# Work request:
Every line from the one with "Reviewer note: check that every instance of the dangling" to the end of the data needs to be copied exactly, and no line before it.

# Data to examine:

⟨

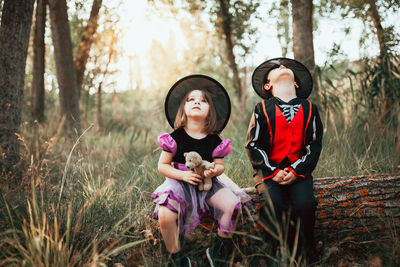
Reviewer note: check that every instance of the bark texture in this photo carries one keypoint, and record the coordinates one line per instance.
(15, 27)
(303, 46)
(227, 30)
(354, 204)
(86, 42)
(37, 93)
(68, 90)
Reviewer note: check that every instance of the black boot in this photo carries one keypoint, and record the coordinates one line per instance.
(179, 259)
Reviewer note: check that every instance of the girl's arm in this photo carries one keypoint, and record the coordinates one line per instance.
(166, 169)
(218, 169)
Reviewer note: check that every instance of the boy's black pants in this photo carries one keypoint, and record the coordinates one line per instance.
(300, 197)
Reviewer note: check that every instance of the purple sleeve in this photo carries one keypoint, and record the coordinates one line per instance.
(167, 143)
(223, 149)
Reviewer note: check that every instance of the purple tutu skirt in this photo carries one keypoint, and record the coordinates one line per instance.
(191, 204)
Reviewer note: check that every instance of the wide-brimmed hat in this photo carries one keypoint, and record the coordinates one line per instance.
(205, 83)
(302, 76)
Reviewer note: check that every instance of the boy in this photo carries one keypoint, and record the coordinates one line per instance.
(284, 141)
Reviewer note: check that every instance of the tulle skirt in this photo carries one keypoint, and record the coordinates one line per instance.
(191, 204)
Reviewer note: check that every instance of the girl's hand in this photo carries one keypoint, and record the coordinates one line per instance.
(210, 173)
(191, 177)
(279, 176)
(289, 178)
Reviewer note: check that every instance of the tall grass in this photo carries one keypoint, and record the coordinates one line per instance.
(104, 204)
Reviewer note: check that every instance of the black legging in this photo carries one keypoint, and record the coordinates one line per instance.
(300, 196)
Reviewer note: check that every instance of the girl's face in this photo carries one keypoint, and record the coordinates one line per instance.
(280, 73)
(196, 105)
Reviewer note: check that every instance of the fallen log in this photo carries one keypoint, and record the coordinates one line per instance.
(357, 204)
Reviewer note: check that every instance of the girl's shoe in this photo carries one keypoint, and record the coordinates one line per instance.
(179, 260)
(219, 252)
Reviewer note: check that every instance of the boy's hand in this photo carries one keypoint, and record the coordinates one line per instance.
(289, 178)
(279, 176)
(191, 177)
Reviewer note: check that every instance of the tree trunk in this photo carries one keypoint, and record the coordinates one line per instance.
(376, 18)
(354, 204)
(283, 26)
(85, 43)
(68, 90)
(37, 93)
(15, 28)
(227, 30)
(99, 90)
(303, 46)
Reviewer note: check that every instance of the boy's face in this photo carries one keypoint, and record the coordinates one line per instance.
(280, 73)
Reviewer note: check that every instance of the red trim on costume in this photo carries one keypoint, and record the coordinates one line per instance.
(299, 175)
(272, 175)
(308, 120)
(269, 124)
(288, 140)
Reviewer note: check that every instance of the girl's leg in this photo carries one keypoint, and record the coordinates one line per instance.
(225, 201)
(169, 229)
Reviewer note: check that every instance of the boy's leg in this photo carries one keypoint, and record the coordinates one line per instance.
(274, 196)
(304, 206)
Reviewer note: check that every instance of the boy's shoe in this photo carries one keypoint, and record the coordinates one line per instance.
(219, 252)
(179, 260)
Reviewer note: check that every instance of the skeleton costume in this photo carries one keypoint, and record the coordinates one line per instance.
(286, 135)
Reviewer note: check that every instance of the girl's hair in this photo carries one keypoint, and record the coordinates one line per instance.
(211, 120)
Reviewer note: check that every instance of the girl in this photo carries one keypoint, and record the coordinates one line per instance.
(190, 110)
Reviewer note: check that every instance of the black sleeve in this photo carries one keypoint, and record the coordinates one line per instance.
(307, 163)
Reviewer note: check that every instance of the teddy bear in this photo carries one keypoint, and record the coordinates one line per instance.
(198, 165)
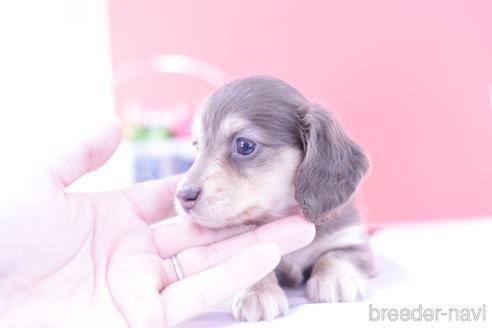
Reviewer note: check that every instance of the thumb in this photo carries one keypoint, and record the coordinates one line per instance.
(88, 154)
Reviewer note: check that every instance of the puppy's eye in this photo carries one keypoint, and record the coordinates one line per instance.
(245, 146)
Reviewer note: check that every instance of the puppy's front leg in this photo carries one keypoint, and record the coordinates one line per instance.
(265, 300)
(340, 276)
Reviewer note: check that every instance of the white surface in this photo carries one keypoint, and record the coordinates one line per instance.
(439, 265)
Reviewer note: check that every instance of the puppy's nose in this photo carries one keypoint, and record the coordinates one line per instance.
(187, 196)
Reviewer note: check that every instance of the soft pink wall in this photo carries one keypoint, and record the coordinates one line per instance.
(410, 80)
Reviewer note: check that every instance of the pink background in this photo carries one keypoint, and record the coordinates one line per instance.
(409, 79)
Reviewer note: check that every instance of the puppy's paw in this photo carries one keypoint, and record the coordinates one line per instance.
(343, 283)
(264, 303)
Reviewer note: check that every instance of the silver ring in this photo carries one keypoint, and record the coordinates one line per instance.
(177, 268)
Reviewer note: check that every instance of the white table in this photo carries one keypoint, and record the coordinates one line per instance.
(441, 264)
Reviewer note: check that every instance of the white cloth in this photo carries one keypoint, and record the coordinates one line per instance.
(442, 264)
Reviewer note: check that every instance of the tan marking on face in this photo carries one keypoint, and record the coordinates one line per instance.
(230, 199)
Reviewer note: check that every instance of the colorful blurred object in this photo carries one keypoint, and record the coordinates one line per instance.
(410, 80)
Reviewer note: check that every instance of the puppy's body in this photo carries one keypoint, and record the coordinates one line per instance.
(265, 151)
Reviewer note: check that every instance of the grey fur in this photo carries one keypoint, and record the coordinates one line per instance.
(330, 171)
(333, 164)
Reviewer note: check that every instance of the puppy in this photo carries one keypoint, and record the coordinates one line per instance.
(263, 152)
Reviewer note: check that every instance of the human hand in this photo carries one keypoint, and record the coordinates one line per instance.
(94, 260)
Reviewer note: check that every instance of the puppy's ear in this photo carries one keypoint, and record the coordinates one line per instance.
(333, 164)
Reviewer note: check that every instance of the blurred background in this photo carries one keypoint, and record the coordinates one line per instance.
(410, 80)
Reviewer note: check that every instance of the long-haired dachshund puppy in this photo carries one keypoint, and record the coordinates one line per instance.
(265, 151)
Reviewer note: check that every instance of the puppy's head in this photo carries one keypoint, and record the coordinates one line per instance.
(263, 149)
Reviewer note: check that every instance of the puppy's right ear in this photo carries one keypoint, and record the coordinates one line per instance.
(333, 164)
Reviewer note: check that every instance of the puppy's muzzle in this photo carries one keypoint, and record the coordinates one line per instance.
(187, 196)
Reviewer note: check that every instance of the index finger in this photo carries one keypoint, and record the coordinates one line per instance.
(153, 200)
(193, 295)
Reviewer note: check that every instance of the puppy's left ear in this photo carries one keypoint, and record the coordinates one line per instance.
(333, 164)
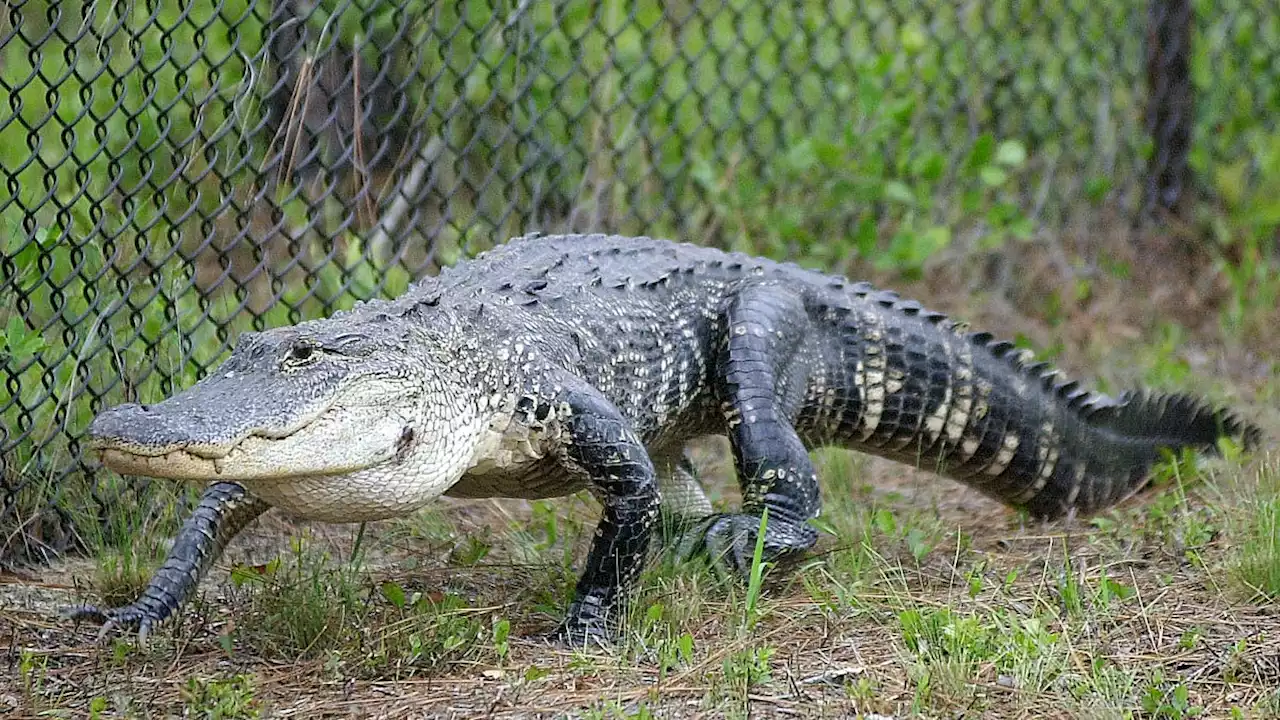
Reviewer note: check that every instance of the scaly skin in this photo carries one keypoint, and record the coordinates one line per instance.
(554, 364)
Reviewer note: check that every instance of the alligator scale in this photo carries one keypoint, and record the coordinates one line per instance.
(553, 364)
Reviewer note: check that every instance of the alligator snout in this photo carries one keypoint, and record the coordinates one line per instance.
(156, 429)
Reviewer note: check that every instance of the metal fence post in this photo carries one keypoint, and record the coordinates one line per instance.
(1170, 110)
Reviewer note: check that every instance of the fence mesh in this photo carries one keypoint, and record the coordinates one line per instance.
(176, 173)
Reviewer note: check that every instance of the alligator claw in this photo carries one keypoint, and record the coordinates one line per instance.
(728, 541)
(131, 616)
(580, 636)
(588, 623)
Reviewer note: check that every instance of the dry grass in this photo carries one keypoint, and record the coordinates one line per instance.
(926, 601)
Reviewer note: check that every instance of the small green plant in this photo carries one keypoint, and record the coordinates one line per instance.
(743, 671)
(752, 607)
(1256, 529)
(229, 698)
(1168, 701)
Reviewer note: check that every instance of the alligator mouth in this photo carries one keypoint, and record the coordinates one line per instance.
(242, 461)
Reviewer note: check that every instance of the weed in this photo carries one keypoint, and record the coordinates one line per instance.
(1168, 701)
(216, 700)
(1256, 529)
(743, 671)
(946, 650)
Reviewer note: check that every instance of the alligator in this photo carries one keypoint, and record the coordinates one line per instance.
(552, 364)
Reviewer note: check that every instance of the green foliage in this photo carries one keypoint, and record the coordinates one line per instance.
(1256, 529)
(1168, 701)
(232, 698)
(307, 607)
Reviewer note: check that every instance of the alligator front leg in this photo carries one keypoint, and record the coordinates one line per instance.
(223, 511)
(757, 361)
(600, 443)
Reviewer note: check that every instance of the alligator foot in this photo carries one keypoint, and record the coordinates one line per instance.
(141, 616)
(588, 624)
(728, 541)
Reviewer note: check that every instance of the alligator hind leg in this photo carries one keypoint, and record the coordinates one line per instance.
(754, 373)
(223, 511)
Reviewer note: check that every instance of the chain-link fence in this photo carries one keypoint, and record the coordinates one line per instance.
(178, 172)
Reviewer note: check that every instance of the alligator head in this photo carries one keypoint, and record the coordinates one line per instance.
(332, 419)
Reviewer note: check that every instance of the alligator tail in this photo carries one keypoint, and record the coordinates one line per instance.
(917, 388)
(1088, 451)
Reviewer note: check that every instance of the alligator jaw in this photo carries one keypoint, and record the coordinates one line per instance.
(234, 463)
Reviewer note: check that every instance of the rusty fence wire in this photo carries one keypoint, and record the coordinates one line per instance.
(174, 173)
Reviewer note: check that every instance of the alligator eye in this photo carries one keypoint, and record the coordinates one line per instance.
(301, 354)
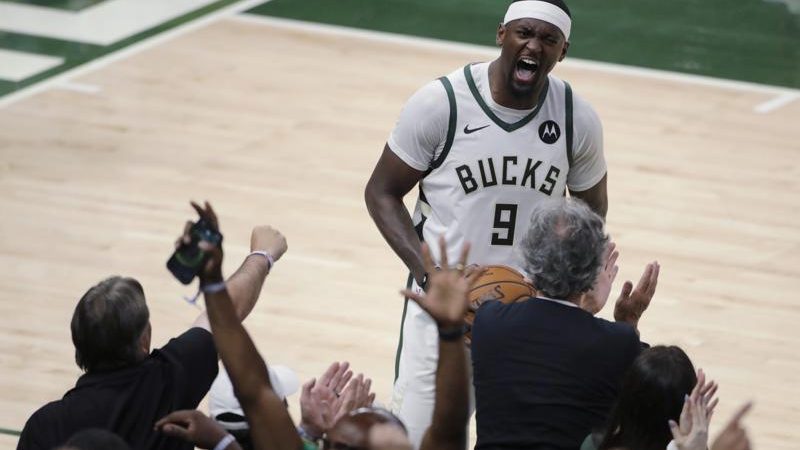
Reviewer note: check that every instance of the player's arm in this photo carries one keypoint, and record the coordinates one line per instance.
(588, 177)
(421, 129)
(391, 180)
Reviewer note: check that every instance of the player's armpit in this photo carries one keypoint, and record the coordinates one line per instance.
(596, 196)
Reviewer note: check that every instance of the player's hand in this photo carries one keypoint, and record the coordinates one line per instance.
(267, 239)
(632, 303)
(192, 426)
(447, 297)
(734, 436)
(594, 300)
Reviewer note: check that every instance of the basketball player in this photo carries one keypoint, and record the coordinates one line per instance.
(484, 144)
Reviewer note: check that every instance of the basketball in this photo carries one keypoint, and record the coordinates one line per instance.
(497, 283)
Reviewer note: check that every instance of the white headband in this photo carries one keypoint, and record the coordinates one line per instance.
(536, 9)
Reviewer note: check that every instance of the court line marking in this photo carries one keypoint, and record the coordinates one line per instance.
(489, 51)
(102, 24)
(18, 65)
(230, 12)
(83, 88)
(130, 50)
(775, 103)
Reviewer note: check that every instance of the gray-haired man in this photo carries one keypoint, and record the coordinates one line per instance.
(546, 371)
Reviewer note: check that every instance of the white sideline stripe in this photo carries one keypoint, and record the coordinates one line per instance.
(775, 103)
(491, 52)
(16, 66)
(83, 88)
(103, 24)
(127, 51)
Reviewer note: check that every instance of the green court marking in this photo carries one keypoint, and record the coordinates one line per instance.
(749, 40)
(47, 46)
(69, 5)
(78, 58)
(10, 432)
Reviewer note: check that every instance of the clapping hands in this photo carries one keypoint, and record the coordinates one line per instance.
(323, 402)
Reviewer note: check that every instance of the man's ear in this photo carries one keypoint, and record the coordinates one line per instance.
(501, 33)
(564, 52)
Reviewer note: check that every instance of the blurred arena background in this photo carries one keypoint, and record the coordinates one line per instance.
(113, 114)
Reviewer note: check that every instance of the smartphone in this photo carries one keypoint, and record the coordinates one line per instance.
(187, 260)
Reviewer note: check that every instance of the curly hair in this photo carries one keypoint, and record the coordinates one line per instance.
(563, 248)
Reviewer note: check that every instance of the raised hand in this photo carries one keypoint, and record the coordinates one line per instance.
(594, 300)
(446, 300)
(318, 398)
(698, 407)
(734, 436)
(212, 270)
(192, 426)
(632, 303)
(356, 395)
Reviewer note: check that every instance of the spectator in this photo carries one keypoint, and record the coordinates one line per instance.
(653, 393)
(547, 372)
(126, 388)
(95, 439)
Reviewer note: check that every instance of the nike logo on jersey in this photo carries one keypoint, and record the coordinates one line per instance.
(468, 130)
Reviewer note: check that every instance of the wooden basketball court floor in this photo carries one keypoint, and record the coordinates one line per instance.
(279, 124)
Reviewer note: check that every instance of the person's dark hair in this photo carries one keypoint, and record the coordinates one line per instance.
(95, 439)
(107, 324)
(352, 430)
(652, 393)
(563, 248)
(558, 3)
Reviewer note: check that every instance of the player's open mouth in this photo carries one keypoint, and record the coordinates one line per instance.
(526, 69)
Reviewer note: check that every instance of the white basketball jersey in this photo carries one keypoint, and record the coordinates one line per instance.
(482, 186)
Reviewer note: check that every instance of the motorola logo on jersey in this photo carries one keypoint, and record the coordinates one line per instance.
(549, 132)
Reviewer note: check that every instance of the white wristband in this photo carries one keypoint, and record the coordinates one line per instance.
(213, 288)
(224, 442)
(270, 259)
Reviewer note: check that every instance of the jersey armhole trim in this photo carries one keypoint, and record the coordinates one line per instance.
(451, 124)
(509, 127)
(568, 122)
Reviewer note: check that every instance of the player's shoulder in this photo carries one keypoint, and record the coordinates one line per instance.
(431, 98)
(582, 111)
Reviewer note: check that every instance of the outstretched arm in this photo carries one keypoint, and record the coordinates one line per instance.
(447, 301)
(391, 180)
(244, 286)
(270, 424)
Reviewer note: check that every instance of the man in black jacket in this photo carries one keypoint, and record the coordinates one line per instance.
(127, 388)
(547, 371)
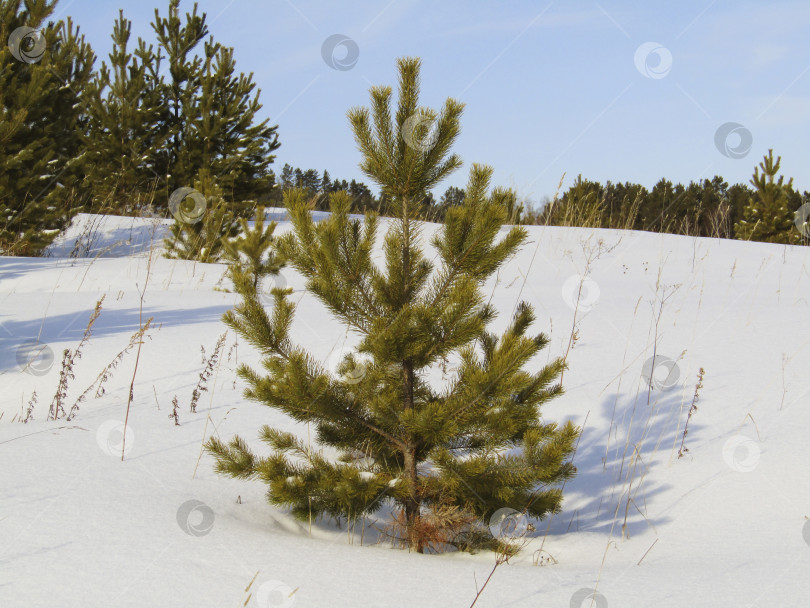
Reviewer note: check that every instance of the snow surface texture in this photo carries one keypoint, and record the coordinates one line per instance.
(727, 524)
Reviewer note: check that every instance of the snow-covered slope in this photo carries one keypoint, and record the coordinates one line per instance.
(725, 524)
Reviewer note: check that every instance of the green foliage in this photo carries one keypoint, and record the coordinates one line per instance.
(252, 252)
(770, 213)
(476, 442)
(128, 125)
(203, 241)
(41, 123)
(165, 112)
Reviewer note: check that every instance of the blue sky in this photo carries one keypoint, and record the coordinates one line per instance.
(614, 90)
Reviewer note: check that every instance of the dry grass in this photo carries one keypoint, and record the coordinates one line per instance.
(69, 359)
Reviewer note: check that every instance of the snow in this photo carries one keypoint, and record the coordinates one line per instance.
(725, 524)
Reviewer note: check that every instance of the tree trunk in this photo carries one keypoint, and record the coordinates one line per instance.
(412, 514)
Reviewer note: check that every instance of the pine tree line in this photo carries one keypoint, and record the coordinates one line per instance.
(121, 137)
(710, 208)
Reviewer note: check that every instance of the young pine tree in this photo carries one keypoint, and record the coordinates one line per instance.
(128, 121)
(42, 123)
(769, 216)
(252, 252)
(213, 113)
(475, 442)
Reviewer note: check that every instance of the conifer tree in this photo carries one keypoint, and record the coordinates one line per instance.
(769, 215)
(44, 69)
(203, 240)
(475, 442)
(213, 114)
(128, 124)
(252, 252)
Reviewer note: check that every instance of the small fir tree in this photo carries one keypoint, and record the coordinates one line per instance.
(253, 252)
(476, 443)
(769, 215)
(43, 76)
(203, 240)
(128, 120)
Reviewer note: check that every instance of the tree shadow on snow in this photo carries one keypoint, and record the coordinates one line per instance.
(66, 330)
(620, 473)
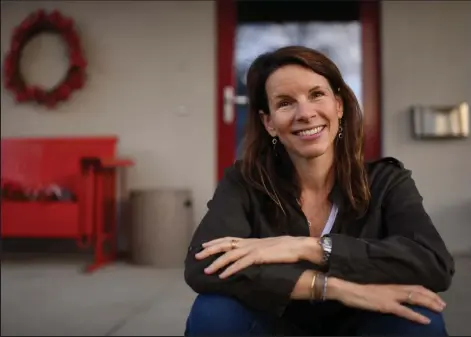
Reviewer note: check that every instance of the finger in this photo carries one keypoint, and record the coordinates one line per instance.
(215, 249)
(421, 296)
(426, 301)
(409, 314)
(429, 293)
(225, 260)
(217, 241)
(237, 266)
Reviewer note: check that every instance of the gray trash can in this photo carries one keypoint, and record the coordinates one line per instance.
(161, 227)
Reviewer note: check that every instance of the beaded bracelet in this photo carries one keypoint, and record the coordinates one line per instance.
(313, 291)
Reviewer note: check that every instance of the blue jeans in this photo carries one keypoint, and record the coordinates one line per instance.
(224, 316)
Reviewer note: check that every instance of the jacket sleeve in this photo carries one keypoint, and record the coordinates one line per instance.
(262, 287)
(412, 252)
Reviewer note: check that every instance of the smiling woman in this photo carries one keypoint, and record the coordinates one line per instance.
(302, 236)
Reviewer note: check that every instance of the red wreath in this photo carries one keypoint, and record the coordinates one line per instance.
(35, 24)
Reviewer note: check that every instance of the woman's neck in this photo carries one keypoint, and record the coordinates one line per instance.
(316, 175)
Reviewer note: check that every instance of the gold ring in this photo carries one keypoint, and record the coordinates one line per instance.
(233, 244)
(409, 298)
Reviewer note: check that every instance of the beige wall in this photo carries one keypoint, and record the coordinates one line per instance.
(151, 82)
(426, 56)
(162, 105)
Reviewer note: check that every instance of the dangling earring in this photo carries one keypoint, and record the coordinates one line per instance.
(340, 135)
(274, 141)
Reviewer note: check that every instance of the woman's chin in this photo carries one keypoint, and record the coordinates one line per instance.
(312, 152)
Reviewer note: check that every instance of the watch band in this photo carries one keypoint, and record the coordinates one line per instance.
(326, 244)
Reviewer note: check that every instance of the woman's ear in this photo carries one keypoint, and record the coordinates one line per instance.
(267, 122)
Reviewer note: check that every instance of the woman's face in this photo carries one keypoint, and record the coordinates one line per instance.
(304, 111)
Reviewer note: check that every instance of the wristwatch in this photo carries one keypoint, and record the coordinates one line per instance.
(326, 245)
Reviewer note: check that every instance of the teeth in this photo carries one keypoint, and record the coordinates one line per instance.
(311, 131)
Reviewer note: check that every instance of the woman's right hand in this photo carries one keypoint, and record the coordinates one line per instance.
(388, 299)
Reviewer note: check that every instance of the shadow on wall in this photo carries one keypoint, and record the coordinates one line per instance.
(455, 223)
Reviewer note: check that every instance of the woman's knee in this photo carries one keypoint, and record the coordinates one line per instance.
(382, 324)
(222, 315)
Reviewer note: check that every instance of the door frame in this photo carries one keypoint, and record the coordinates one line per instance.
(226, 23)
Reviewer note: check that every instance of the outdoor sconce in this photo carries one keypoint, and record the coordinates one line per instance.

⟩

# Answer section:
Reviewer note: check that every instance of the dangling earring in this photo carries one keypoint, and record the coordinates one line per instance.
(340, 135)
(274, 141)
Reviewer note: check that every instance of the woman's chin in this photo carries one keypoint, and record the coordinates one line per instance.
(312, 152)
Reviewer note: check that every instance of the watch band in this photo carries one keypoint, and record the coordinates one line per instance.
(326, 244)
Reviewer note: check that every instance of the woman's ear in this photo carries one keypoint, and record the coordinates one line per instance.
(267, 122)
Reviewer note: check that every instance of the woman's face in this photo carries one keypoint, and record the coordinates one line per instance.
(304, 111)
Reviewer note: check that every instance of the wristwatch in this photo carries one keypoint, and record the coordinates one line per instance.
(326, 245)
Reviewer note: check that every instance of the teeth in this photo carries one keypoint, and record the coordinates one line per instance.
(311, 131)
Reviewer note: check that every instance of the woman's right hand in this photo carries one keypoint, and record the coordinates one line per instance.
(388, 299)
Reviewer note: check that every instance of the shadow on wall in this photo carries one keypoint, and record the coordinates one line per instance.
(455, 223)
Reviewer note: check that every instance of the woman's knee in this photo carries one keypoint, and record the coordinates one line per instance.
(382, 324)
(222, 315)
Reviewer note: check that every instance of the door frame in this photo carries one keypoint, and record the coordinates one line per instance.
(226, 23)
Reviewer note: check that every instance of the outdoor sconce in this photo carries one keypoint, and record the coordinates one line per instance.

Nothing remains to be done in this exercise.